"""

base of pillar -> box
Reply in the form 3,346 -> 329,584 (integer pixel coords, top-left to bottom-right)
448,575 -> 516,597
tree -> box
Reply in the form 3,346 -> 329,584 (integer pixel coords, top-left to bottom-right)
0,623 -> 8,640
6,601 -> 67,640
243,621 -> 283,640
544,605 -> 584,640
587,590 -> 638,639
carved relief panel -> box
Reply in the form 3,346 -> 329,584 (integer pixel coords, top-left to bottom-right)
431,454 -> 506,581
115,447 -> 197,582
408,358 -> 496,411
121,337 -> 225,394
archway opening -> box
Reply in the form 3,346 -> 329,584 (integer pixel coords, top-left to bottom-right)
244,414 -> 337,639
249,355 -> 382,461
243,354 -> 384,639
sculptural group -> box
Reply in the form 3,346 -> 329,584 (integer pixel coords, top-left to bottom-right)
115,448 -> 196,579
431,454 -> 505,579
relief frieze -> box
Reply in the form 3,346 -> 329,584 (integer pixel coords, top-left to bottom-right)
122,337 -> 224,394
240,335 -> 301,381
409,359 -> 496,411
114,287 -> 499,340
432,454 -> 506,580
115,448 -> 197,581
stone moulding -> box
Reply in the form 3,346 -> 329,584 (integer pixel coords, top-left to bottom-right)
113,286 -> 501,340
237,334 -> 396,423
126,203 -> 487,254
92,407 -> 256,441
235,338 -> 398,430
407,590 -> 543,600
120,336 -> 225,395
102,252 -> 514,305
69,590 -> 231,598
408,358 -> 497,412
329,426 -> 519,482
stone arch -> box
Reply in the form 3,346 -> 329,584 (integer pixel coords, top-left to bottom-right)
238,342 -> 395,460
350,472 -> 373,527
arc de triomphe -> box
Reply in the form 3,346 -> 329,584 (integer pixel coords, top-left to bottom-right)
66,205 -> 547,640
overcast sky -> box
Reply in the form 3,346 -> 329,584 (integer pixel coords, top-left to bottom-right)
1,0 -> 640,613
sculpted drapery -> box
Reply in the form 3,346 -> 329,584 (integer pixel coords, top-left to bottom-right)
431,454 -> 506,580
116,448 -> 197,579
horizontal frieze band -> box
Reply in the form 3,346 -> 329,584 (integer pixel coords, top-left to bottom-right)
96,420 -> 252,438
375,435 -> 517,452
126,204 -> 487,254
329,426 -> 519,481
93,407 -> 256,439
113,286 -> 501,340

"""
"""

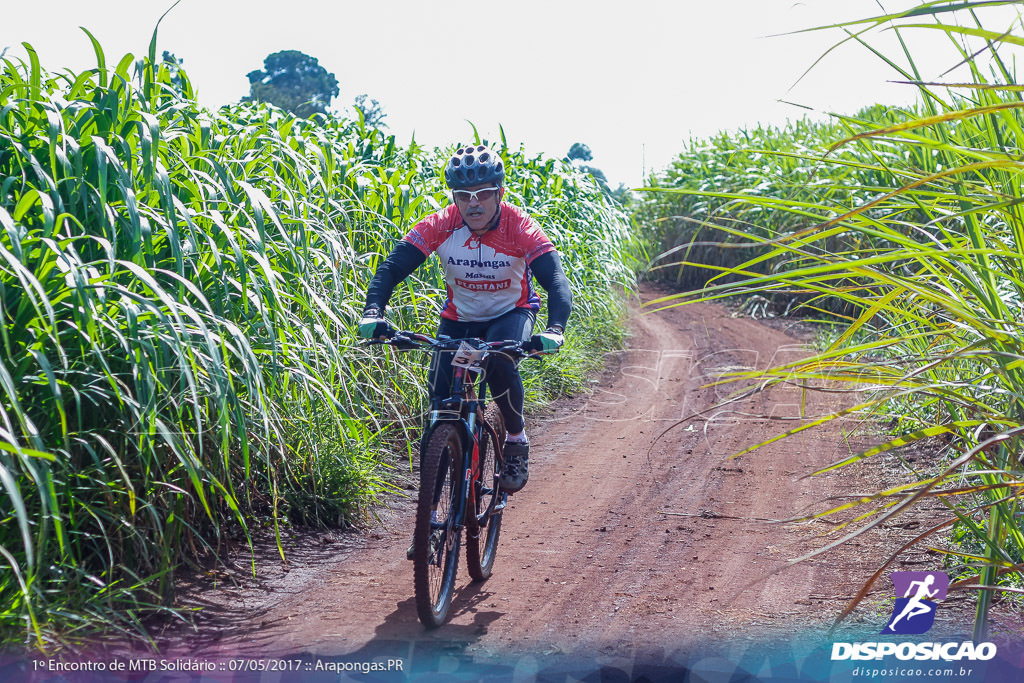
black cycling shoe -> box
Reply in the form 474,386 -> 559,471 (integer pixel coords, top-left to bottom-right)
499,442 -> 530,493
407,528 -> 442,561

"""

Task statement: Copy each line of the preceding data that contains the string "relief".

Task result:
carved relief panel -> box
relief frieze -> box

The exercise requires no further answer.